Não há dúvidas de que a defasagem é um desafio generalizado do ensino médio. No período noturno, esses números soam um alerta mais alto. Seja na distorção série-idade, seja nos índices de desistência ou no nível de aprendizagem adequada: 95% dos estudantes deste turno, por exemplo, finalizam o último ano sem saber o adequado de matemática, sendo que, em português, o percentual é de aproximadamente 69%, aponta pesquisa do Inep (Instituto Nacional de Estudos e Pesquisas Educacionais Anísio Teixeira), de 2019.

== == ==

** Instruções **
(A) Responda com base no texto sobre o ensino médio noturno:
(i) Que percentual dos estudantes do turno noturno termina o último ano sem saber o adequado de matemática?
(ii) Qual é o percentual aproximado em português?
(iii) De que ano é a pesquisa citada?
(B) Liste os índices que o texto sobre o ensino médio noturno menciona logo após dizer que os números do período noturno soam um alerta mais alto.

== == ==

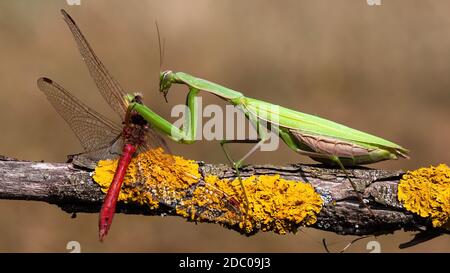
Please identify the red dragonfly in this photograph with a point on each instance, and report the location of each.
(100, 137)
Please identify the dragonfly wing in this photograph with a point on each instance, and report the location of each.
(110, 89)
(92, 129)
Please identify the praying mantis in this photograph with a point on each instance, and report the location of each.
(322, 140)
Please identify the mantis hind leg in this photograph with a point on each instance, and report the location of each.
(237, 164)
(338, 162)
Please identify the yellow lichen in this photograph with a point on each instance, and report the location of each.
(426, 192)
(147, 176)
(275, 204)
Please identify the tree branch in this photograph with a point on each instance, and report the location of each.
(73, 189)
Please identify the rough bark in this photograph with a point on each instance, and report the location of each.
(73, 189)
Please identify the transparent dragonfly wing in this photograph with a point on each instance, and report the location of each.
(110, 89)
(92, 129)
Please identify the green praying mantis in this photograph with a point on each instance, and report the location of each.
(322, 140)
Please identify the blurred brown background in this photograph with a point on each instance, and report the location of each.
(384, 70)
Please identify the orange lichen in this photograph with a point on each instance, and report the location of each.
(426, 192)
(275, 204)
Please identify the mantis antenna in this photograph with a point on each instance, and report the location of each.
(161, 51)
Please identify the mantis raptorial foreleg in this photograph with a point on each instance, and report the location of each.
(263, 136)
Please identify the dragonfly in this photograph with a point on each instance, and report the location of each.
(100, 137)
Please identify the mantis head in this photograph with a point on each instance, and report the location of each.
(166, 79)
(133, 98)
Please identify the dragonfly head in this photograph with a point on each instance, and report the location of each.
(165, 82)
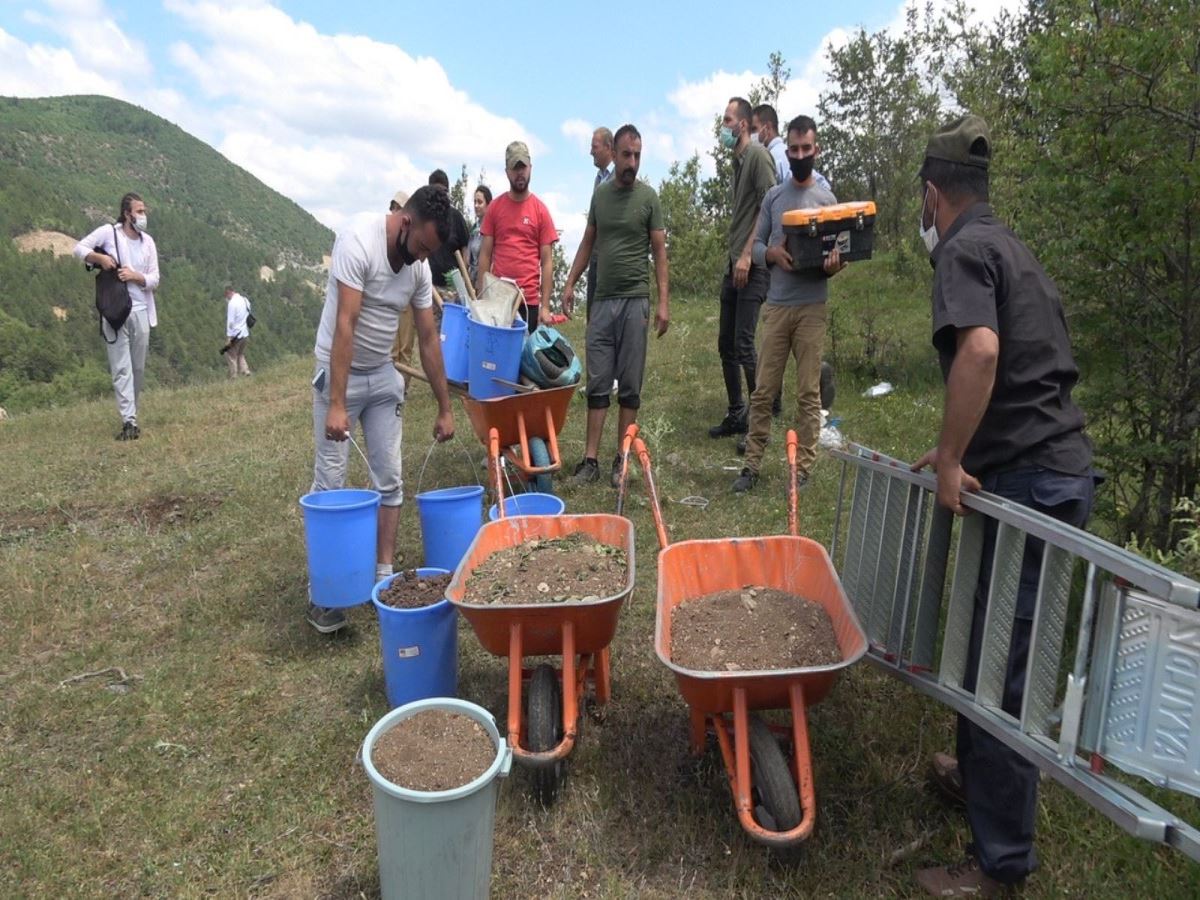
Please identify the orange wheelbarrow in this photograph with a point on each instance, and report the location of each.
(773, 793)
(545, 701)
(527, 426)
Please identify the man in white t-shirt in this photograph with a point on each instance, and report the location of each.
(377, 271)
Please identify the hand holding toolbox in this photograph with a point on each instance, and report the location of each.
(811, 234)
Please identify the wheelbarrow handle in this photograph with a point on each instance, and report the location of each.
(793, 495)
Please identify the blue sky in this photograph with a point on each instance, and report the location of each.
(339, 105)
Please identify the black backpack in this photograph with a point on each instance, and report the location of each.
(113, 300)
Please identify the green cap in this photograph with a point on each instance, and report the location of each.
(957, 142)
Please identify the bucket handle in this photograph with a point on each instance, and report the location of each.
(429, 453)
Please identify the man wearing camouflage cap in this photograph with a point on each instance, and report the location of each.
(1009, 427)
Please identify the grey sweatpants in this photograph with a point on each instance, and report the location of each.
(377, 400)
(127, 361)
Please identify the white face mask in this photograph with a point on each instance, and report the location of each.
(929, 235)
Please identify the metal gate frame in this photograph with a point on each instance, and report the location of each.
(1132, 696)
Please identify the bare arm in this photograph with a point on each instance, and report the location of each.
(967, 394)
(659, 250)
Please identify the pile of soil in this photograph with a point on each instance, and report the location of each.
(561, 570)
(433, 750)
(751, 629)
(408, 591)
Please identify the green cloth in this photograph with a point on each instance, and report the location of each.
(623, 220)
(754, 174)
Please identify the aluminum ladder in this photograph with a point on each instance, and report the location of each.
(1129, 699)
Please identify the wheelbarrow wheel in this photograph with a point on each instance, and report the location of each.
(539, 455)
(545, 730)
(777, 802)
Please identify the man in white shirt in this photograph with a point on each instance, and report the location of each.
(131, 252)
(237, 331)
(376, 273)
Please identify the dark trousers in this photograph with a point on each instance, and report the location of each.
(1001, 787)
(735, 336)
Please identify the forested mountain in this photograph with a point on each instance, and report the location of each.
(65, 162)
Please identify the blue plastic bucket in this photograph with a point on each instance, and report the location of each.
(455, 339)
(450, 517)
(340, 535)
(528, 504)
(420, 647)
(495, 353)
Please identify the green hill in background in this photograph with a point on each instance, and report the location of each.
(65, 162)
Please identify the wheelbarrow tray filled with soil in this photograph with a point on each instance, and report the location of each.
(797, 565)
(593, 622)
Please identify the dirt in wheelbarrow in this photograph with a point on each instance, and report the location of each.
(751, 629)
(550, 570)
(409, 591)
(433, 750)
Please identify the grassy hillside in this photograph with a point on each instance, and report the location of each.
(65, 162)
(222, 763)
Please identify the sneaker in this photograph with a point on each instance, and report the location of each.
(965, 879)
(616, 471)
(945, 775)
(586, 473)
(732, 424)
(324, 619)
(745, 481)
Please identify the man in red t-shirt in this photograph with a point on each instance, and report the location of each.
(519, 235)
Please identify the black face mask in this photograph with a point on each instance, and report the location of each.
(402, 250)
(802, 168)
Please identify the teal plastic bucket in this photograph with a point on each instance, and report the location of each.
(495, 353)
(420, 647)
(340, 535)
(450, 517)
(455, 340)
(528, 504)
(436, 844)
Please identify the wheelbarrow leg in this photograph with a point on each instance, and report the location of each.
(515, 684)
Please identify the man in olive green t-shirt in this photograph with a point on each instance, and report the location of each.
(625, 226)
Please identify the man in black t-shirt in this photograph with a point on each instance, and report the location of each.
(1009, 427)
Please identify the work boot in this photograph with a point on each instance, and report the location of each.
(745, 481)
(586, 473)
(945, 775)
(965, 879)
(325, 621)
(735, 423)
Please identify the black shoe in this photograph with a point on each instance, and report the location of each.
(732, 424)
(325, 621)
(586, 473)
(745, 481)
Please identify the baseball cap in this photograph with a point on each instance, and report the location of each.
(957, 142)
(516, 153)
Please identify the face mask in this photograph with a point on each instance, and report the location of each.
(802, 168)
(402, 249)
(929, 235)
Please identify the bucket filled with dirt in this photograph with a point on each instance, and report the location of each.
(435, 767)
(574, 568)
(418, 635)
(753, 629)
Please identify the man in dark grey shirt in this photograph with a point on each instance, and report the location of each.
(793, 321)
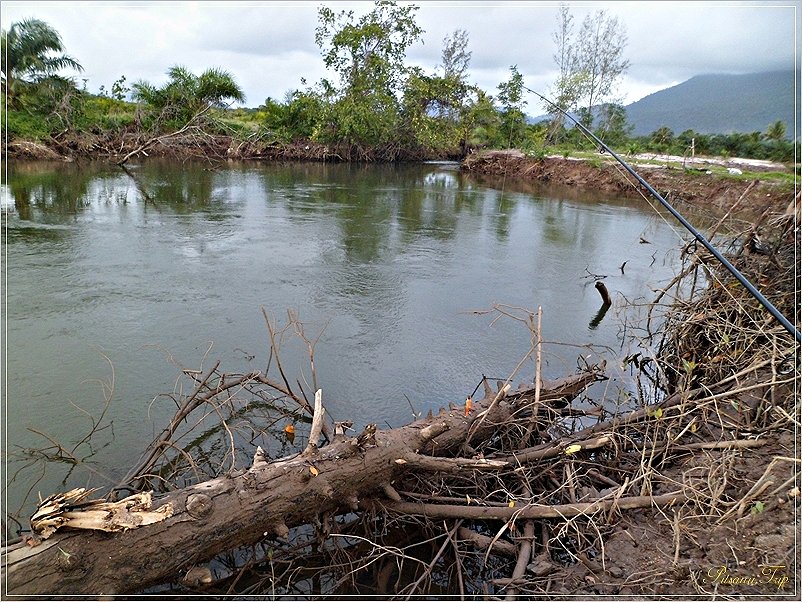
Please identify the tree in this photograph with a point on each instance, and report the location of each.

== == ==

** Respostas **
(A)
(i) 95%
(ii) Aproximadamente 69%
(iii) 2019

(B)
- Distorção série-idade
- Índices de desistência
- Nível de aprendizagem adequada